[Begin PROVIDED INFORMATION]

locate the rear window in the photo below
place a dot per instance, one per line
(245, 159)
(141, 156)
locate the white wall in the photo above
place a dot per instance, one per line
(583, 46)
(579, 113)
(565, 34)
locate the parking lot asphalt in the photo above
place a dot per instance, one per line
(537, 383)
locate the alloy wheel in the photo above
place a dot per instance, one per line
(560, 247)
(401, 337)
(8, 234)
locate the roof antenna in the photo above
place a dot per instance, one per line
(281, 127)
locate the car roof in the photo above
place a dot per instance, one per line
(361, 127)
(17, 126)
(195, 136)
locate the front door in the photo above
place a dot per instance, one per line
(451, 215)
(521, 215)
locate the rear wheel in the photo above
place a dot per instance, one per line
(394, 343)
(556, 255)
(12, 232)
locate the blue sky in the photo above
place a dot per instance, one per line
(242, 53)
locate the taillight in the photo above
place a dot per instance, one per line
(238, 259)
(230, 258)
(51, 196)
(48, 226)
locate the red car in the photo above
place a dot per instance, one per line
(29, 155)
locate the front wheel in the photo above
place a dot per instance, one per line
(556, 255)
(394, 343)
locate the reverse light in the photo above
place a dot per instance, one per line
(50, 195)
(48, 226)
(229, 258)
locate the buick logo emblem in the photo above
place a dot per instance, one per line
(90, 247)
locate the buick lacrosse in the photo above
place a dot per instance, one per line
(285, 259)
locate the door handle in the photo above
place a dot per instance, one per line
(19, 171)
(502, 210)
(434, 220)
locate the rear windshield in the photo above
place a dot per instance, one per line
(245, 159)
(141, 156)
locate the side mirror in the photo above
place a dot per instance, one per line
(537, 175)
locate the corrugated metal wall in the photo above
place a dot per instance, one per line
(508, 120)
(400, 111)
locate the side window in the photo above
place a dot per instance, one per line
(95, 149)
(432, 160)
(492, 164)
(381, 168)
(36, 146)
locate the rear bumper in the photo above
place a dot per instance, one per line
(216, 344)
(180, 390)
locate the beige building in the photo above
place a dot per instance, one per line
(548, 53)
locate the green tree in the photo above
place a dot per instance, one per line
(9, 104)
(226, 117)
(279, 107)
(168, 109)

[End PROVIDED INFORMATION]

- **WHAT IS ASKED**
Please repeat all the items above with "dot" swapped for "marker" everywhere it occurs, keeping everything else unchanged.

- **COMPLETED TASK**
locate the rear window in the photo below
place a marker per instance, one per line
(245, 159)
(141, 156)
locate the white wall in the photo above
place a marker per instance, one per line
(583, 46)
(579, 113)
(565, 34)
locate the parking lot asphalt in the photo above
place a marker per instance, one per line
(537, 383)
locate the alloy wheel in the photo above
place a marker per instance, one per line
(560, 247)
(401, 337)
(8, 234)
locate the roof antenna in the photo above
place a marker per instance, one per line
(281, 127)
locate the car roof in the photo above
place a marker per instance, one per line
(361, 127)
(17, 126)
(195, 136)
locate the front door in the photo above
place a marker per instance, one per line
(451, 215)
(521, 215)
locate the rear wheel in the photo above
place a marker per instance, one per line
(394, 343)
(556, 255)
(12, 232)
locate the blue sky in the photo above
place a marker per instance, one per line
(242, 53)
locate the taillight in the photo above
place a marker per instance, one per line
(238, 259)
(230, 258)
(51, 196)
(48, 226)
locate the red car in the photo above
place a marker per instance, one per line
(29, 155)
locate the front wheel in the photo above
place a marker per instance, one per line
(556, 255)
(394, 343)
locate the reverse light in the photo above
place a marker per instance, one per line
(50, 195)
(48, 226)
(229, 258)
locate the buick logo emblem in the photo above
place a marker per instance, one per line
(90, 247)
locate the buick lacrosse in the photo above
place a marker per instance, one per line
(285, 259)
locate the door handle in the photo above
place a marker per instance, one per line
(19, 171)
(502, 210)
(434, 220)
locate the rear windshield in the photo above
place a marker per instance, one per line
(245, 159)
(141, 156)
locate the side mirror in the photo above
place a marker per instance, one per line
(537, 175)
locate the corrugated metal wall in the photo above
place a marker per instance, one per line
(508, 120)
(400, 111)
locate the side window in the photo above
place a marker per instance, one per line
(95, 149)
(432, 160)
(492, 164)
(381, 168)
(36, 146)
locate the rear bumper in the photo above
place a marker per instance, one per line
(216, 344)
(180, 390)
locate the beige building in the photo above
place a marker per instance, one per line
(548, 53)
locate the green tree in the photo above
place a marker per instance, one per line
(9, 104)
(226, 117)
(279, 107)
(168, 109)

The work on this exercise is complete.